[WHAT THIS TASK INVOLVES]
The records below should be written out again, exactly.
++++ TASK MATERIAL
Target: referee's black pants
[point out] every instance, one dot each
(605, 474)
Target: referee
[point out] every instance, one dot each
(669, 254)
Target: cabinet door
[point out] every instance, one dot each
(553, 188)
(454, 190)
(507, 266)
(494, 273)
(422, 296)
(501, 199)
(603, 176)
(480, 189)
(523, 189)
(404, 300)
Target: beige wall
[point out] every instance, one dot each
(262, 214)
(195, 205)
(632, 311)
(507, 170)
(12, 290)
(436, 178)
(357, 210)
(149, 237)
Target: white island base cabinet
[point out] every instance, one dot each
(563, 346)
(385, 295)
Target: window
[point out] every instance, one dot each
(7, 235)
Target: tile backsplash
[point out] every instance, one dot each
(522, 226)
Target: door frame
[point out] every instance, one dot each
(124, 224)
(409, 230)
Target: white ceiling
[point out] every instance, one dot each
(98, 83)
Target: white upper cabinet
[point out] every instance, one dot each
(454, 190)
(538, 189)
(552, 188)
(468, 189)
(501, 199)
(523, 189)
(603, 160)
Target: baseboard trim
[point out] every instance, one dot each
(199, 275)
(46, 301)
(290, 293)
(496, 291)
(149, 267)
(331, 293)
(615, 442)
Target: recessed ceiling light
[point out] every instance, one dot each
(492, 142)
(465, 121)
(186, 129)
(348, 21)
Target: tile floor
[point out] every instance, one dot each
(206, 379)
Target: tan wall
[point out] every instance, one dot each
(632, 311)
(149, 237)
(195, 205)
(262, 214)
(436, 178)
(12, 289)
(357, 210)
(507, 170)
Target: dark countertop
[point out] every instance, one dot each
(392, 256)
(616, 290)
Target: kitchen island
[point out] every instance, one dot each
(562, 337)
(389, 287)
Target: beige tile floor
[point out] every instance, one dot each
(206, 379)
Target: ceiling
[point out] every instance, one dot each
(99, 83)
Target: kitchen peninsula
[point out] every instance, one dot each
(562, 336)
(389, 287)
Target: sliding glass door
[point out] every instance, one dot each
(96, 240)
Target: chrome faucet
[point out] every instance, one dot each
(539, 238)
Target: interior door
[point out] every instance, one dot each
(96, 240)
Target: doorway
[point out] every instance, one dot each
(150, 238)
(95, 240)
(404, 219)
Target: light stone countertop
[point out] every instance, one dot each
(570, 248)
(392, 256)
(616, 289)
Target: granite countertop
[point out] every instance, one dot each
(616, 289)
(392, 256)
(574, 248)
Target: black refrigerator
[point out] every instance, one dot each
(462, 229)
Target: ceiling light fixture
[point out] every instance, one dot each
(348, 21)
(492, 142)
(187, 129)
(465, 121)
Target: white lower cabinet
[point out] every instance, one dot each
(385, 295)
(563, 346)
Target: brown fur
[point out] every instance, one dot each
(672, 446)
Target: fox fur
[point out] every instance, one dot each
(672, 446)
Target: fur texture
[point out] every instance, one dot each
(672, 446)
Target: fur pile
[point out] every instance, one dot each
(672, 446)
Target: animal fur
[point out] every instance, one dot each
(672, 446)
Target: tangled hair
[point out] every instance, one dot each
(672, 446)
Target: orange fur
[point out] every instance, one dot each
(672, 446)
++++++++
[COMPLETE OUTPUT]
Target: referee's black pants
[point out] every instance, one dot each
(605, 474)
Target: referee
[point out] every instance, one dot each
(669, 254)
Target: cabinet door
[point out] every instance, one dot each
(553, 188)
(454, 190)
(507, 266)
(494, 273)
(422, 296)
(501, 199)
(603, 176)
(480, 189)
(523, 189)
(404, 300)
Target: beige wall
[point out] every instance, one dot each
(262, 214)
(195, 205)
(632, 311)
(507, 170)
(12, 290)
(436, 178)
(357, 210)
(149, 237)
Target: white island base cabinet
[point out] every instance, one dot each
(563, 346)
(385, 295)
Target: window
[point out] every instance, one dot each
(7, 235)
Target: tile backsplash
[point out] every instance, one dot each
(522, 226)
Target: door frame
[point out] every instance, one dot each
(124, 224)
(409, 230)
Target: white ceiling
[point out] every instance, one dot each
(98, 83)
Target: white upper cabinet
[point out] every instance, one dot each
(454, 190)
(538, 189)
(552, 188)
(468, 189)
(501, 199)
(523, 189)
(603, 160)
Target: baseboard trim
[point out] every instance, one dot each
(199, 275)
(46, 301)
(290, 293)
(496, 291)
(149, 267)
(331, 293)
(615, 442)
Target: recessed ceiling light
[point out] every instance, one dot each
(492, 142)
(465, 121)
(186, 129)
(348, 21)
Target: tile floor
[point out] every instance, one dot each
(206, 379)
Target: tan wall
[point out] every instance, one dot each
(632, 311)
(149, 237)
(195, 205)
(262, 214)
(436, 178)
(12, 289)
(357, 210)
(507, 170)
Target: dark countertop
[point out] every instance, one dot each
(392, 256)
(616, 290)
Target: kitchen island
[point out] every instance, one dot each
(562, 337)
(389, 287)
Target: beige tile floor
[point out] every instance, one dot each
(206, 379)
Target: ceiling
[point out] every instance, one dot each
(99, 83)
Target: kitchen peninsula
[point out] every instance, one dot each
(562, 336)
(389, 287)
Target: sliding glass door
[point out] every instance, one dot each
(96, 240)
Target: chrome faucet
[point out] every instance, one dot each
(539, 238)
Target: interior door
[point out] every instance, one dot each
(96, 240)
Target: doorway
[point out] every instance, one dot each
(150, 238)
(95, 240)
(404, 219)
Target: light stone countertop
[point out] every instance, one dot each
(570, 248)
(392, 256)
(616, 289)
Target: granite countertop
[point out] every instance, one dot each
(616, 289)
(392, 256)
(574, 248)
Target: black refrigerator
[point out] every instance, one dot each
(462, 229)
Target: ceiling light fixture
[point out] every instance, one dot each
(348, 21)
(492, 142)
(187, 129)
(465, 121)
Target: white lower cabinet
[point out] every instance, one dot each
(385, 295)
(563, 346)
Target: brown fur
[point out] every instance, one dot each
(672, 446)
Target: fox fur
[point out] every instance, one dot each
(672, 446)
Target: fur texture
[point out] every instance, one dot each
(672, 446)
Target: fur pile
[point out] every instance, one dot each
(672, 446)
Target: animal fur
[point out] every instance, one dot each
(672, 446)
Target: tangled hair
[point out] every instance, one dot each
(672, 446)
Target: orange fur
[point out] every instance, one dot each
(672, 446)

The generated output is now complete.